> _Recorded data_
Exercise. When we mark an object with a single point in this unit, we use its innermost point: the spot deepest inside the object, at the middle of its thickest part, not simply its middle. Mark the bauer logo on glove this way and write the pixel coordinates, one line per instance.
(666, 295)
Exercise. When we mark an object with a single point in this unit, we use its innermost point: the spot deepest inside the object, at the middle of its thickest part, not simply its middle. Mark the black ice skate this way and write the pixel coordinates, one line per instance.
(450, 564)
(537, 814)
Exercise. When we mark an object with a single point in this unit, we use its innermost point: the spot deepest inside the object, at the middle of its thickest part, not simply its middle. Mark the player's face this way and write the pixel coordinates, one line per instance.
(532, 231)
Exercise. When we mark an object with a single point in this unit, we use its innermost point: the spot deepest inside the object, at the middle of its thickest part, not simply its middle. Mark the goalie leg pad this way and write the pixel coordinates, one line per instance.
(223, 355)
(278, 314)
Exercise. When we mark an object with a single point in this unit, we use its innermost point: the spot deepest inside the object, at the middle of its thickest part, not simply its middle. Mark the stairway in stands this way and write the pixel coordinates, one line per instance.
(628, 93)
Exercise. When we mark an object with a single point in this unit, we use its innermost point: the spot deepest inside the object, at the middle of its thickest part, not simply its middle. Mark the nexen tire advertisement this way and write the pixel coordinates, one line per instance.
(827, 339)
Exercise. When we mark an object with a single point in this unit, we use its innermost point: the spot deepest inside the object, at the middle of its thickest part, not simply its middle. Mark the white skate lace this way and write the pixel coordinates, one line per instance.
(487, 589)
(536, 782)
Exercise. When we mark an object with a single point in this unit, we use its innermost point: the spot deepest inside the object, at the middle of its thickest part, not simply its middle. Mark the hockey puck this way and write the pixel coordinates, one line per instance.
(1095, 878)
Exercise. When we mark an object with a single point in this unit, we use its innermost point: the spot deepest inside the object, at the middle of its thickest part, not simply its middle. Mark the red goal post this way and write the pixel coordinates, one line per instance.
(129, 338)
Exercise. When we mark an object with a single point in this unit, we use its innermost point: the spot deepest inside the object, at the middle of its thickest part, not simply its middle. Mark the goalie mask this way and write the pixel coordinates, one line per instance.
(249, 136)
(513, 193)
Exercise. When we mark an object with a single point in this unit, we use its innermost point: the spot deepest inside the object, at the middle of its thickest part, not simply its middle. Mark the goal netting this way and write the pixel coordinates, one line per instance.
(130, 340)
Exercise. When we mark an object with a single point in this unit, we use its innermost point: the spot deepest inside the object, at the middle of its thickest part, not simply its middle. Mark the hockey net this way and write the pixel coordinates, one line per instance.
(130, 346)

> _Written problem_
Copy out each record from above, exactly.

> _Worked answer_
Exercise. When we mark an object with a single point in this unit, we use its innermost point: the spot deepest inside the object, at the middle of its thickest part, not simply its middle. Mark the bauer logo on glove this way and write the pixel coordinates, one line per instance.
(666, 295)
Exercise. When we mark an object with a single point in this unit, we use its innermost point: the spot deepest inside the object, at the middle of its thickest part, not simply its middle. Mark the black ice skate this way and write the pixel coordinates, one line per instance.
(450, 564)
(537, 814)
Exercise. When we mark an object with a single point in this unit, we use its innermost point: the spot deepest inside the object, at the middle of its thickest part, not simply its middle. Mark the player's face this way and write the pixel coordinates, one line per instance.
(532, 231)
Exercise. When we mark an object with a single point in this unit, we use its innermost point: the spot deepest inside the object, at the middle of its thickest part, not simply its middle. Mark the goalie leg pad this way and write the pixel coordinates, one line per instance.
(223, 355)
(278, 314)
Exercise. When we mark an object with a single point in this unit, we use its innermost point: the spot deepest inside the object, at the middle of its thickest part, not simply its middle. Mark the stairway in stands this way and write the pixel coordinates, one line per instance.
(628, 93)
Exercise. When we mark an object with a single point in this unit, we use its innermost point: the spot deepest inside the object, at the middle of its thickest part, not simply its middle. Mark the nexen tire advertisement this way and write the pixel coordinates, one line per instance.
(827, 339)
Exercise. When we mark an object with a single point in this unit, we use its innermost point: the spot deepest inside the object, at the middle of its thickest part, not simply its middle. Mark the white skate lace this way and write the pixel coordinates, one line per instance.
(487, 589)
(536, 782)
Exercise. When we mark an object with a single point in this unit, we use its innermost point: the spot deepest inside the object, at the middle of its thickest part, not simply its middle. Mark the hockey puck this way and write the pixel coordinates, one line per instance.
(1095, 878)
Exercise. When we mark an object with a single point in this unit, we use its innermost point: the spot deepest inside the object, at the middle of its thickest part, not simply its middle. Mark the red goal post this way and write the pixel coordinates, one line per instance.
(129, 338)
Exercise. When we mark an object with a single point in this unit, we use its innermost point: the spot deepest inside the object, at the middle of its thickest part, not simply its middle. Mark the goalie mask this way and write the pixel coordinates, one line per instance.
(249, 136)
(513, 193)
Exercise. When we mark an object with a single point in this unit, we use its innermost point: the spot deepest inside the object, at the middle of its thickest part, not simply its middle. Mark the goal netting this way and write the pixel coordinates, one line per instance.
(130, 340)
Exercise. When we mark an object with a single point in this unit, we use its innermost point: the spot deepest inside the object, at the middle of its thickest part, not simply its middle. Mark the hockey net this way and write the pixel coordinates, one line per instance.
(130, 346)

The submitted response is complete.